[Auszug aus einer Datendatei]

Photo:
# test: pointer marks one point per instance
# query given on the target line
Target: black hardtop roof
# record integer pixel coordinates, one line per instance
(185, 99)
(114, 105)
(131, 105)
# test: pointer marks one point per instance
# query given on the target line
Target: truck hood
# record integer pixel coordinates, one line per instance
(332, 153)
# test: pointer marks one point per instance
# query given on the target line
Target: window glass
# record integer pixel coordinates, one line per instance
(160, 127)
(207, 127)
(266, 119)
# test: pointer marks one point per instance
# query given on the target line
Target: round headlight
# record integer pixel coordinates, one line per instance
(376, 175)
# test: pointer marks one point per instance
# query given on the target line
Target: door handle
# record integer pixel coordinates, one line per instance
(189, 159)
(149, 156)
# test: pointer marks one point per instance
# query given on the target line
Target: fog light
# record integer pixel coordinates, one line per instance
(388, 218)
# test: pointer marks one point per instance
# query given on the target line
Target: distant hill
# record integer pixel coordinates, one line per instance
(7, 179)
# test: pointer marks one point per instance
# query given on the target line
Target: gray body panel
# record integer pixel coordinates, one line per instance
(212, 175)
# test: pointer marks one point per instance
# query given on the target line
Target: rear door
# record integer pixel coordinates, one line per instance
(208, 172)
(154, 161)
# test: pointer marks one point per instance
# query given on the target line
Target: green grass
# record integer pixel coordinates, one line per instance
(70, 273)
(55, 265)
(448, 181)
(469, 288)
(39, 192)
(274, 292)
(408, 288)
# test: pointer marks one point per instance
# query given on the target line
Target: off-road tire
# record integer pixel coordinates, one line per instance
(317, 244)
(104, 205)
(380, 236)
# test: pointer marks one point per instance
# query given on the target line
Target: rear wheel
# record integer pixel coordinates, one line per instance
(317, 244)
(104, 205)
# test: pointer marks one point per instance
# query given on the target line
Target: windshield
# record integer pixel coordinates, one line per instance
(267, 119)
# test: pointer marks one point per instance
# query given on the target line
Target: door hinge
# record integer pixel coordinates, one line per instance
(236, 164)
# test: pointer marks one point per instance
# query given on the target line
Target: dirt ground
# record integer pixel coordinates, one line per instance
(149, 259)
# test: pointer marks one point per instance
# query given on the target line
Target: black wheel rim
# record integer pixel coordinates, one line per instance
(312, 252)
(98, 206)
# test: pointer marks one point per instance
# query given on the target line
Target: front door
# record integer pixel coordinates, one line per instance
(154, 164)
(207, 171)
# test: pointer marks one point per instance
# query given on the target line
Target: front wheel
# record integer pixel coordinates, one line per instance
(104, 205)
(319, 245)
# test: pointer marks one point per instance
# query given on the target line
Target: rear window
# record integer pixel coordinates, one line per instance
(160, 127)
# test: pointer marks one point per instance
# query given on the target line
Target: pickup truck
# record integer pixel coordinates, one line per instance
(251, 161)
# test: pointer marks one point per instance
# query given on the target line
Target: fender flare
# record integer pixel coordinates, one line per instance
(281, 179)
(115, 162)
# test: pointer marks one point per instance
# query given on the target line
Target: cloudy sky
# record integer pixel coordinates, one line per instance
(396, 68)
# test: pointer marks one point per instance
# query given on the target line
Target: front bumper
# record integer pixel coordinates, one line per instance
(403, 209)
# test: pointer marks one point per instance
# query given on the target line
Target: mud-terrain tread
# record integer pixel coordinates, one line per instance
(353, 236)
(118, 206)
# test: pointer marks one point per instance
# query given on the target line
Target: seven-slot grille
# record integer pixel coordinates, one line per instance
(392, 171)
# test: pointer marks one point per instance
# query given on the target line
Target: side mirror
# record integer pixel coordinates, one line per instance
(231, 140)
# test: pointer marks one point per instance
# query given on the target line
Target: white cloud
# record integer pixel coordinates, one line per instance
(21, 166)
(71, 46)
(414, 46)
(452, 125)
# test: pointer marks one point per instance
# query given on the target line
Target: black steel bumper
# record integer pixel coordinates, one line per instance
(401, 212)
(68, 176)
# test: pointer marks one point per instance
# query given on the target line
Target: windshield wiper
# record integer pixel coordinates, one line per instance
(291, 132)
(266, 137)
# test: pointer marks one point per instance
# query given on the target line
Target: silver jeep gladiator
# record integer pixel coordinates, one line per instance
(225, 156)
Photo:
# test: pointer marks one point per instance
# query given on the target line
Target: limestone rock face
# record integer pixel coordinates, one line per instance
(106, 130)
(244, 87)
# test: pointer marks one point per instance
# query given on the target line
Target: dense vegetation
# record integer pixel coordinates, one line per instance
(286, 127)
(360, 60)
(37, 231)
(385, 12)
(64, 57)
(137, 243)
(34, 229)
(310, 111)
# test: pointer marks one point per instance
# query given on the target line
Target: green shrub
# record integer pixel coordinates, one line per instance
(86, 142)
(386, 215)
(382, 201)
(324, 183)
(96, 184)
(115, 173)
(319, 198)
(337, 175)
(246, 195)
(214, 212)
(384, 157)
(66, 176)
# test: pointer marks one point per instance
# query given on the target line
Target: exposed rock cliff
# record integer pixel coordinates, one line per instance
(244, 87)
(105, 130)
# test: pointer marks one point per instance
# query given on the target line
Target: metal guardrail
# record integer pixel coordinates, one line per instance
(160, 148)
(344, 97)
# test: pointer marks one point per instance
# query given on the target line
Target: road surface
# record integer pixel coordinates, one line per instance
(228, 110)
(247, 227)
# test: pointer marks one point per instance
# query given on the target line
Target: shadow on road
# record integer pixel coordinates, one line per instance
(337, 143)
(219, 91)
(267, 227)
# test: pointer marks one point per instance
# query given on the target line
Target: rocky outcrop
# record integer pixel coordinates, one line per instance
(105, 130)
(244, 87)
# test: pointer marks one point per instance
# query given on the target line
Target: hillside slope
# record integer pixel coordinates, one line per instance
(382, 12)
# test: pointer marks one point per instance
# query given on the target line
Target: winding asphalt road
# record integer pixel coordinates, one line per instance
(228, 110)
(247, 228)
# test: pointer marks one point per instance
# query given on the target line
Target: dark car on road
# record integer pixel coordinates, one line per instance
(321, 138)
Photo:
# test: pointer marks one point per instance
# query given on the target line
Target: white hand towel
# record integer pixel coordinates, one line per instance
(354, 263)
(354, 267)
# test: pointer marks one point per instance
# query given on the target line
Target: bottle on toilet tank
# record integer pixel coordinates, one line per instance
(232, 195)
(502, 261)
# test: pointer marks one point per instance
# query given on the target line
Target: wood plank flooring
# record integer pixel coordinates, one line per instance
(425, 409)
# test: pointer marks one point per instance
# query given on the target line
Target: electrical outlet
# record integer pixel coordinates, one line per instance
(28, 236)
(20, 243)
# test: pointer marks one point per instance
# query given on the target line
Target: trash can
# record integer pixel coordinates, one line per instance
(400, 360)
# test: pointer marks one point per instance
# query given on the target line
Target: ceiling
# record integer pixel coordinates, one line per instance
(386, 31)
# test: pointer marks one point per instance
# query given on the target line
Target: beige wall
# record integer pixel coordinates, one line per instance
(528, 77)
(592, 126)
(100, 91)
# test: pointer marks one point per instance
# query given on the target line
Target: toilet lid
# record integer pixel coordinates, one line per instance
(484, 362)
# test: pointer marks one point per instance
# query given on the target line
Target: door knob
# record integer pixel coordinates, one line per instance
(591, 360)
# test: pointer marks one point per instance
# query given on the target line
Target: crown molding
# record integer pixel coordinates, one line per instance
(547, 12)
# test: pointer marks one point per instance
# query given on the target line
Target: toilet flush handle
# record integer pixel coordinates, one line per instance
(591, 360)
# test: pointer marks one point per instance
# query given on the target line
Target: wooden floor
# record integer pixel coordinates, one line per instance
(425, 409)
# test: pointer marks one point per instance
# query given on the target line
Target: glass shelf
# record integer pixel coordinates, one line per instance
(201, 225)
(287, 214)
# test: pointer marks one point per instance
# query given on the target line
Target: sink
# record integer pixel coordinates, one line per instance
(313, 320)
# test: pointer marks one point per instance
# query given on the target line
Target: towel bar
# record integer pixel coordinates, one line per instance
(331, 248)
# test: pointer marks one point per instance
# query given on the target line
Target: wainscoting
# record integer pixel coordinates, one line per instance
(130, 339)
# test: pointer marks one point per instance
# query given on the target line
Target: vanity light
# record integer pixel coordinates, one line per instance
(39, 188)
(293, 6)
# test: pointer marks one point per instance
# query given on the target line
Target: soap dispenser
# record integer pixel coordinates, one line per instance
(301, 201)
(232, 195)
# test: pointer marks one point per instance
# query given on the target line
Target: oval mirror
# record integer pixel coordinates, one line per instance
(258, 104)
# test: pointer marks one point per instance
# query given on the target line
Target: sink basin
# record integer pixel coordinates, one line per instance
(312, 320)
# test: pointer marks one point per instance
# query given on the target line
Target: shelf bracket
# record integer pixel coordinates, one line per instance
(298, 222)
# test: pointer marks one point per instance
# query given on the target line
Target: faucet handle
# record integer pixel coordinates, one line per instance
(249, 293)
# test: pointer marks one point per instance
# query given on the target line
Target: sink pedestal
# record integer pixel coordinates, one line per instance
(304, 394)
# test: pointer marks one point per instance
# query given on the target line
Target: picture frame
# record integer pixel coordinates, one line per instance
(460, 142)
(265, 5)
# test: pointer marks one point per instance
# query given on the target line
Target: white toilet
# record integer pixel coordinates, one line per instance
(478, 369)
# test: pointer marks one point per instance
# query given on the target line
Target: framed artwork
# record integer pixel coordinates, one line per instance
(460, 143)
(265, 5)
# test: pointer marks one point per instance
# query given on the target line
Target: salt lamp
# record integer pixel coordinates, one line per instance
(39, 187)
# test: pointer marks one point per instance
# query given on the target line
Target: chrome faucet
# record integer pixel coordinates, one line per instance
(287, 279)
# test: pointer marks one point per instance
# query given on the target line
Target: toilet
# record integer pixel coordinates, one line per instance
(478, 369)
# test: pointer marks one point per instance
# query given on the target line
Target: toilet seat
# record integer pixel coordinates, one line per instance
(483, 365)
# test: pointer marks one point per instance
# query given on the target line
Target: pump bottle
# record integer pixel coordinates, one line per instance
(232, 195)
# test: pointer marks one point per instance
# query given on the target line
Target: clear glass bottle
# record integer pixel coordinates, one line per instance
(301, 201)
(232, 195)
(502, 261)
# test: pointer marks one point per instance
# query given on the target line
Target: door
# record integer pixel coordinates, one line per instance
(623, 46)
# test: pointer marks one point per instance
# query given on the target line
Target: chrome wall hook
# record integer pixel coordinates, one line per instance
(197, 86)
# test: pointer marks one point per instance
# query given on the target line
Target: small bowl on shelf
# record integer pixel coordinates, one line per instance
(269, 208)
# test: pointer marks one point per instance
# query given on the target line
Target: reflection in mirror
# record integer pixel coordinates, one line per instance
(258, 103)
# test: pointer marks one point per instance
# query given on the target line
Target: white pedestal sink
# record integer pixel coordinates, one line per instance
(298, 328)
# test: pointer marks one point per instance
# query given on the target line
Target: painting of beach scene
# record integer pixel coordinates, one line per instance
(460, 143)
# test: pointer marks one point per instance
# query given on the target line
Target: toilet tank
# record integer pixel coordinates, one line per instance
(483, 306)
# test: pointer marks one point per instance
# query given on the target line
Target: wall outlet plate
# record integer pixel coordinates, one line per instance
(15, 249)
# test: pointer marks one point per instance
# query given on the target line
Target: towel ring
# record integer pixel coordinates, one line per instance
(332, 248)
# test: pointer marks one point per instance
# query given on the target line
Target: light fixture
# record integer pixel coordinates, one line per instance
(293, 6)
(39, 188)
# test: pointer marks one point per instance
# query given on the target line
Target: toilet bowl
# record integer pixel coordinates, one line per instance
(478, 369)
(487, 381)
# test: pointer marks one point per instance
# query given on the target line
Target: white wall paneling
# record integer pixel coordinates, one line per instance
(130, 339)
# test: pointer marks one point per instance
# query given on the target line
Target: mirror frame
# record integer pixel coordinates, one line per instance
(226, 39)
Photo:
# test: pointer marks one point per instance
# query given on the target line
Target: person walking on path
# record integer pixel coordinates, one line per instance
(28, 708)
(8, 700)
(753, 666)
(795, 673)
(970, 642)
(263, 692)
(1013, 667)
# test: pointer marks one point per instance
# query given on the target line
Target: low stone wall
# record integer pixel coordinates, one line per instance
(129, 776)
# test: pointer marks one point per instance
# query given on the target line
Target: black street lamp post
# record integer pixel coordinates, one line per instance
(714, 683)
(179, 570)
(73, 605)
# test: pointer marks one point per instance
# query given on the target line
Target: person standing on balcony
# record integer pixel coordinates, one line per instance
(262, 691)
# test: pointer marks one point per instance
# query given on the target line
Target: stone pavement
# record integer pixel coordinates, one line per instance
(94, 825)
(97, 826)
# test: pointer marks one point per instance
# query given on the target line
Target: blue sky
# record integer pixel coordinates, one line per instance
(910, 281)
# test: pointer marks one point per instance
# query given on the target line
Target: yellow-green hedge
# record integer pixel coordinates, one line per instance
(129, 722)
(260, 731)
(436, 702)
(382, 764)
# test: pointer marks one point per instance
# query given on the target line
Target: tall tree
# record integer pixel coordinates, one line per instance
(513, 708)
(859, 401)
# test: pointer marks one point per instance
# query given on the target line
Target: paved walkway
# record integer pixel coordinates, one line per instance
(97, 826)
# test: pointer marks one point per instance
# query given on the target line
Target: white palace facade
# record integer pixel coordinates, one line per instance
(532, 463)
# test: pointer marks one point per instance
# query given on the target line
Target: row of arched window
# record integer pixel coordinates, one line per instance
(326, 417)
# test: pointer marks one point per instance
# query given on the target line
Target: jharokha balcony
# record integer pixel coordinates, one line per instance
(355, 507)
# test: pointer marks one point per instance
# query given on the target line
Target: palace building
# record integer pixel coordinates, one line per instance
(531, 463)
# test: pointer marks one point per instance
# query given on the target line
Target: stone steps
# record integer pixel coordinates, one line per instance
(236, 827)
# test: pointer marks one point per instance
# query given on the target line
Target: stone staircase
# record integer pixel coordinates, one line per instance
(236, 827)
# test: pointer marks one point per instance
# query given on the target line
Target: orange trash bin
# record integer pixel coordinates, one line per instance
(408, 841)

- Aufgabe
Ziehe aus den Datensätzen jede Zeile heraus, in der die Zeichenfolge „rear“ vorkommt. Groß- und Kleinschreibung ist dabei zu beachten.

- Ergebnis
Target: rear door
Target: rear wheel
Target: rear window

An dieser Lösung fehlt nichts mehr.